Given text

******************************

Anti-bribery Website in India Inspires Others
An Indian website tackling corruption has been so successful it has inspired a wave of followers in China.
The I Paid a Bribe website – motto: “Uncover the Market Price of Corruption” – was set up by the Janaagraha Centre for Citizenship and Democracy (http://www.janaagraha.org), a non-profit organisation based in Bangalore, India.
Janaagraha is dedicated to working with government and citizens to “improve the quality of life in Indian cities and towns,” according to its website.
Janaagraha’s initiatives strive “to make government departments transparent and accountable,” and the ipaidabribe programme (http://www.ipaidabribe.com) fits in with that goal. It seeks to harness the collective voices of the citizens to report and quantify incidents of corruption. The website will help to paint a picture of the level of corruption in cities and help the NGO in its fight to improve government oversight systems and procedures and to improve law enforcement and adherence to regulations.
The website tackles the “pernicious effect of corruption on destroying city life and disempowering citizens,” according to Raghunandan Thoniparambil, the site’s programme coordinator. “The original idea was that the website could become a simple means of tracking the market price of corruption – a kind of price prediction mechanism.”
He said the original idea was tongue in cheek and propelled by cynicism – but the site’s creators soon realized that “such an effort was indeed a very powerful one.”
The website displays reports and analytics on bribe patterns by city and by transaction amounts, frequency and averages.
The long-term goal is to reduce corruption faced by Indians when they use government services. The website asks users to log both recent and past incidences of bribery. It says: “Please tell us if you resisted a demand for a bribe, or did not have to pay a bribe, because of a new procedure or an honest official who helped you. We do not ask for your name or phone details, so feel free to report on the formats provided.”
Neither accusers nor accused are identified by name – only the incidents are logged. The website is funded by a grant of US $3 million and the NGO is planning to launch a mobile phone application as well.
The website doesn’t pursue individuals because it has found this approach is a distraction to getting systemic improvements by government.
“By not allowing names to be published, we have eliminated any incentive for any individual to make a false or malicious complaint,” said Thoniparambil. “Since nobody will gain anything by reporting a false complaint on our site because we do not act on complaints, we expect that the stories on the site are true.”
The site has been so popular it has spawned imitators in China and elsewhere. Thoniparambil said Janaagraha has been approached by civil society organisations in 13 countries about collaborating.
After a story was published in the Beijing News about I Paid a Bribe, a flurry of ‘tips’ and accusations flooded the Internet in China, and people set up similar websites to gather information on bribery and corruption in their country. One web developer called “Peater Q” set up a Chinese version of I Paid a Bribe, calling it wohuilule.com. Another two websites that popped up included “I Bribe…” (http://www.wxhwz.com) and http://www.tmzg.org. Some of the dozens of websites have been taken down, but others have received official support and encouragement.

******************************

Given data
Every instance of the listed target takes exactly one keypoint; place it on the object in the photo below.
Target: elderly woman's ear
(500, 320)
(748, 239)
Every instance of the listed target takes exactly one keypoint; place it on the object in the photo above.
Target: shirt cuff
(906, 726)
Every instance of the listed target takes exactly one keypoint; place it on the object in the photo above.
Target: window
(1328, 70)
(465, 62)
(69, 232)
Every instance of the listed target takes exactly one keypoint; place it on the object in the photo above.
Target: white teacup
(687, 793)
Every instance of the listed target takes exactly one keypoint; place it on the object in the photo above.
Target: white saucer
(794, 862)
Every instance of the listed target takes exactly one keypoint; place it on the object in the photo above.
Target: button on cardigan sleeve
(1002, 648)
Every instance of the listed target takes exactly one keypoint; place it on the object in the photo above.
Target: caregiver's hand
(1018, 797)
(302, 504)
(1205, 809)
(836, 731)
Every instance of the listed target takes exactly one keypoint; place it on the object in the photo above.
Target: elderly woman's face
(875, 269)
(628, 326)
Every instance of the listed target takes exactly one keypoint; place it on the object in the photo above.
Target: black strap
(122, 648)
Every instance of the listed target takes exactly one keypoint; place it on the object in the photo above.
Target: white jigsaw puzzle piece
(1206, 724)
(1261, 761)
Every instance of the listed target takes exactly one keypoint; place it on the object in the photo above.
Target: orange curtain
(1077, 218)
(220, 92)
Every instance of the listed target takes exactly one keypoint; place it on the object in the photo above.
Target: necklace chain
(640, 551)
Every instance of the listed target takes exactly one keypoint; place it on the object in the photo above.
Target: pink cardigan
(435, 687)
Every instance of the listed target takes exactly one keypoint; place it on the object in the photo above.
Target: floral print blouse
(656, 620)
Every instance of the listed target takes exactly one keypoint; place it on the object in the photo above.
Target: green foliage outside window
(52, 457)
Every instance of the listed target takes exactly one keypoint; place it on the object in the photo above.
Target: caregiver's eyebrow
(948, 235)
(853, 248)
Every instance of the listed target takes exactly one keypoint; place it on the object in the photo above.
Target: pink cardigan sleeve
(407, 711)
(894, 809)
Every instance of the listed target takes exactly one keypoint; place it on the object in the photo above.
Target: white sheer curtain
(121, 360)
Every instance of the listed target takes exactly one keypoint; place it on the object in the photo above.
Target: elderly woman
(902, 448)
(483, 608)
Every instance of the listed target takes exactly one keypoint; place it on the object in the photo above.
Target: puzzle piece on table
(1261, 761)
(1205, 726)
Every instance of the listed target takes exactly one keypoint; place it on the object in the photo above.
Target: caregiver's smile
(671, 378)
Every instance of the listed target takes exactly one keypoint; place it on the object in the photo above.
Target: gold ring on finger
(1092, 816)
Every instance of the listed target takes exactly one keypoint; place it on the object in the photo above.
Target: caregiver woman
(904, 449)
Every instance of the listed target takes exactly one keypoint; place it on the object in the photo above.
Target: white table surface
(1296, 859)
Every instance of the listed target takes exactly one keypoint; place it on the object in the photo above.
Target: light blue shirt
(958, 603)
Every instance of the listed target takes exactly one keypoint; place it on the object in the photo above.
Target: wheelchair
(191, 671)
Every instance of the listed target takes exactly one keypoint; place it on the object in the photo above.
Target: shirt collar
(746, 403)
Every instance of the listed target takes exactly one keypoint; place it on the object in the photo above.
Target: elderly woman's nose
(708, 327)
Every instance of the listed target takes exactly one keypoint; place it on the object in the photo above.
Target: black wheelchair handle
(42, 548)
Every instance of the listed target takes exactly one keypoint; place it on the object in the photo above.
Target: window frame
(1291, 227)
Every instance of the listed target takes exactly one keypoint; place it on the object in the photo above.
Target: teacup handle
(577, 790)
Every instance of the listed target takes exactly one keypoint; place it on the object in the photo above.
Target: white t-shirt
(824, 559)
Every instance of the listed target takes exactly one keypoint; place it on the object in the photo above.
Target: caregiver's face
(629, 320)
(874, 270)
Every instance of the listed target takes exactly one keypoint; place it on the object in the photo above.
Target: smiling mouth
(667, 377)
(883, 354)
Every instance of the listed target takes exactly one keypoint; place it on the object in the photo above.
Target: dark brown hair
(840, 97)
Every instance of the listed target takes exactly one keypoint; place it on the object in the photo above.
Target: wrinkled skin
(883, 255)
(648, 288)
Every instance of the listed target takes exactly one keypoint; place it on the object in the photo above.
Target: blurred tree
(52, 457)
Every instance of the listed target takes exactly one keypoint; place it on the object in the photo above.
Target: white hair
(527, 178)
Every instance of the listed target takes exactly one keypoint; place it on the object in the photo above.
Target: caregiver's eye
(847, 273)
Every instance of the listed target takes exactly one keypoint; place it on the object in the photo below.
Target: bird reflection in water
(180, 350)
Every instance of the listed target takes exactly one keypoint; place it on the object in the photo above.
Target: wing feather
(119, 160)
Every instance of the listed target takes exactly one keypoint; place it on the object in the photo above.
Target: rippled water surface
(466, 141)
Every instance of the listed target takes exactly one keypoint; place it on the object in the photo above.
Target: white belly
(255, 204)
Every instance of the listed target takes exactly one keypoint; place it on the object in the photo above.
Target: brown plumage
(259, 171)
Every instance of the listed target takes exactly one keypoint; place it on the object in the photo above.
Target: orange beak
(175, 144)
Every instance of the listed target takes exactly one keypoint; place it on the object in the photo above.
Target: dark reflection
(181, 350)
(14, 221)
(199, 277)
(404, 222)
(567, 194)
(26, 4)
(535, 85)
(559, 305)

******************************

Given request A
Count the lines in the rows that contain the string "curtain". Give only the number.
Given request B
Continue the article on the anti-bribery website from where it ends.
The article on the anti-bribery website and the rows come from separate sources.

Written reply A
2

Written reply B
“Peater Q” says he is a young Communist Party member and has received government permission for his site. He says the name of his site, wohuilule.com, is a Chinese translation of “I paid a bribe.”
These are still early days as these websites work out how to balance the need to ferret out corruption and bribery and the need to avoid gossip, rumour and slander. It is clear the damage done to a country when corruption and bribery get out of control is significant.
The United Nations’ Global Compact on anti-corruption calls it “one of the world’s greatest challenges.”
A report by the Carnegie Endowment for International Peace on Chinese corruption (http://carnegieendowment.org/2007/10/09/corruption-threatens-china-s-future/g4) found it threatens the country’s future by increasing socioeconomic inequality and social unrest. The report found 10 percent of government spending, contracts, and transactions goes to kickbacks and bribes, or is simply stolen. It also found the indirect costs of corruption to include efficiency losses, waste and damage to the environment, public health, education, credibility and morale.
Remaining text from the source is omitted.